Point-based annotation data
>> BEGIN

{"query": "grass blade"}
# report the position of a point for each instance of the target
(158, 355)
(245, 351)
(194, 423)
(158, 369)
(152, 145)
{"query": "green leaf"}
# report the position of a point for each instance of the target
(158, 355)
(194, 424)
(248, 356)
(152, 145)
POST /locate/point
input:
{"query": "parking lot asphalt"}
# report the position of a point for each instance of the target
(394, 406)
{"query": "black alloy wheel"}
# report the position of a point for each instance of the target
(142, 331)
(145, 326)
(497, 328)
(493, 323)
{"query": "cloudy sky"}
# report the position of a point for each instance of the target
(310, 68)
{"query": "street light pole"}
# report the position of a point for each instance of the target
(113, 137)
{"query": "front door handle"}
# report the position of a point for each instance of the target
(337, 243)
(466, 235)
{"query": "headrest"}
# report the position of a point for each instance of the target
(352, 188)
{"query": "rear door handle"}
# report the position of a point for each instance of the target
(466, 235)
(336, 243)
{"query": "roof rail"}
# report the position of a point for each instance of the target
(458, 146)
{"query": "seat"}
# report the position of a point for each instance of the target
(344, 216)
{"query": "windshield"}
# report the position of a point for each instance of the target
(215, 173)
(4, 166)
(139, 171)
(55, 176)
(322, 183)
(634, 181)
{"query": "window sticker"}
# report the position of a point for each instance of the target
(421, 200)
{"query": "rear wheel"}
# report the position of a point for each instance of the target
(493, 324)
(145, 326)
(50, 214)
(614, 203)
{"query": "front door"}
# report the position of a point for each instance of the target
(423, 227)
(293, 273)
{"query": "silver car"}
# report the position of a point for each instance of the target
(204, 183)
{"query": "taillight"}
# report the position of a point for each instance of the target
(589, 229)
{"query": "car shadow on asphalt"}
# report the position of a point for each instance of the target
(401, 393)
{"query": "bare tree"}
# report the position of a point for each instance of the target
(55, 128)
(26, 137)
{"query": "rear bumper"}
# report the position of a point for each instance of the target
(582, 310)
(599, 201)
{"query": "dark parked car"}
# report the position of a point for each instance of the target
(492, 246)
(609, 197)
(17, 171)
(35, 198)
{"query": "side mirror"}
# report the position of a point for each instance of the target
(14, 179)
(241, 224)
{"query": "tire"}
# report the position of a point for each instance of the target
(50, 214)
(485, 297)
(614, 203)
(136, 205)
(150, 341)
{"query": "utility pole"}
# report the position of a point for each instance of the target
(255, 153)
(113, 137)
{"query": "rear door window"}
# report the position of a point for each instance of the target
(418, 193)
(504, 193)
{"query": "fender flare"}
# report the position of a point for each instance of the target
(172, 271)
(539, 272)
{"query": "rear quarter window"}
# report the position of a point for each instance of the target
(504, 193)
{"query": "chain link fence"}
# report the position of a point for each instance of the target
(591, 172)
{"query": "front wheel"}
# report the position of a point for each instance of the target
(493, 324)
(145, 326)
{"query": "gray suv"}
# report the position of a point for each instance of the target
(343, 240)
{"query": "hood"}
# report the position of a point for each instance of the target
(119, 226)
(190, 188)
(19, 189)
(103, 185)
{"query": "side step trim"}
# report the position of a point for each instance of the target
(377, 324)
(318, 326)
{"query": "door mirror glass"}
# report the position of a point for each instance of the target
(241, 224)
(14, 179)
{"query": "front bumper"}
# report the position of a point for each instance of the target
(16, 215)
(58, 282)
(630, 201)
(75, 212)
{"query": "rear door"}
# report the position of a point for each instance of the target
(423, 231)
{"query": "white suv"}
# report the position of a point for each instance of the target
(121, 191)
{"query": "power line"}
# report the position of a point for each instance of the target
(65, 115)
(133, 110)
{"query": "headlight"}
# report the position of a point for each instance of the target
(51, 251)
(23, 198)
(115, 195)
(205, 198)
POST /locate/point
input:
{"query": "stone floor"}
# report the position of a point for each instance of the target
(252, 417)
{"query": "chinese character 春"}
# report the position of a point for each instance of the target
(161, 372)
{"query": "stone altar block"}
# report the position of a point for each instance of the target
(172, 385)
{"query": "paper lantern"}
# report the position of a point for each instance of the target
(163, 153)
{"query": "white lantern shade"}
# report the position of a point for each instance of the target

>> END

* [What to produce]:
Nothing should be left out: repeat all of the data exactly.

* [Exercise answer]:
{"query": "grass blade"}
# report the position of a point for each instance of the target
(158, 355)
(245, 351)
(194, 423)
(158, 369)
(152, 145)
{"query": "green leaf"}
# report the position of a point for each instance of the target
(158, 355)
(194, 424)
(248, 356)
(152, 145)
POST /locate/point
input:
{"query": "parking lot asphalt"}
# report the position of a point for each instance of the target
(394, 406)
{"query": "black alloy wheel"}
# report the position of a point for each instance of the target
(142, 331)
(145, 326)
(497, 328)
(493, 323)
{"query": "cloudy sky"}
# report the position of a point for each instance of the target
(310, 68)
{"query": "street light pole"}
# report the position of a point for each instance of the target
(113, 137)
{"query": "front door handle"}
# report the position of a point for each instance of the target
(337, 243)
(466, 235)
{"query": "headrest"}
# report the position of a point for each instance of the target
(352, 188)
{"query": "rear door handle"}
# report the position of a point for each instance of the target
(466, 235)
(336, 243)
{"query": "roof rail"}
# report the position of a point for each instance of the target
(458, 146)
{"query": "seat"}
# report the position of a point for each instance of the target
(344, 216)
{"query": "windshield"}
# report the position of a point for each instance of the target
(215, 173)
(4, 166)
(139, 171)
(55, 176)
(322, 183)
(634, 181)
{"query": "window sticker"}
# report the position of a point for each instance of the target
(421, 200)
{"query": "rear wheel"}
# report the position of a point for each instance of the target
(493, 324)
(145, 326)
(50, 214)
(614, 203)
{"query": "front door"}
# report the position of a point for each instance of the target
(423, 227)
(293, 273)
{"query": "silver car"}
# report the position of a point for each instance of the target
(204, 183)
{"query": "taillight"}
# report the position of a point for each instance of the target
(589, 229)
{"query": "car shadow on asphalt"}
# report the position of a point for each instance of the target
(401, 393)
{"query": "bare tree"}
# report the position of a point for each instance of the target
(55, 128)
(26, 137)
{"query": "rear bumper"}
# report the position of a point for each instance of the target
(582, 310)
(599, 201)
{"query": "dark parked car"}
# report the position of a point for each instance of the target
(492, 246)
(609, 197)
(17, 171)
(35, 198)
{"query": "side mirror"}
# report the position of a point for each instance of the target
(14, 179)
(241, 224)
{"query": "tire"}
# report the position of a point for each instance of the target
(50, 214)
(485, 297)
(614, 203)
(136, 205)
(150, 341)
{"query": "utility pole"}
# report the position of a point for each instance of the target
(255, 153)
(113, 137)
{"query": "rear door window"}
# report the position of a point for each instance of the target
(418, 193)
(504, 193)
{"query": "fender flare"}
# report the position of a point for each instance of the target
(172, 271)
(539, 272)
{"query": "rear quarter window"}
# report the position of a point for each instance of the target
(504, 193)
{"query": "chain link fence"}
# report the position of a point for each instance of the target
(591, 172)
{"query": "front wheel"}
# report the position of a point for each instance of the target
(493, 324)
(145, 326)
{"query": "gray suv"}
# report the position of a point for each instance of the target
(343, 240)
{"query": "hood"}
# report the position of a point for each instance of the target
(119, 226)
(190, 188)
(19, 189)
(103, 185)
{"query": "side step trim"}
# report the position of a point for each instance of the target
(377, 324)
(318, 326)
{"query": "door mirror glass"}
# report the position of a point for each instance of the target
(241, 224)
(14, 179)
{"query": "front bumper"}
# report the position of a point for each instance of the target
(16, 215)
(58, 282)
(630, 201)
(75, 212)
{"query": "rear door"}
# report the position of a point for each instance of the target
(423, 231)
{"query": "white suv"}
# report the position of a point for each instance of the target
(121, 191)
{"query": "power line"}
# report the position of a point for each instance of the target
(65, 115)
(133, 110)
{"query": "headlight"}
# report the position of a point for each instance of the target
(51, 251)
(23, 198)
(115, 195)
(205, 198)
POST /locate/point
input:
{"query": "stone floor"}
# report the position of a point for each instance of the target
(252, 417)
{"query": "chinese character 春"}
# report the position of a point for each instance of the target
(161, 372)
{"query": "stone altar block"}
# report the position of a point for each instance of the target
(172, 385)
{"query": "paper lantern"}
# report the position of a point for each instance of the target
(163, 153)
{"query": "white lantern shade"}
# report the position of a point for each instance of the target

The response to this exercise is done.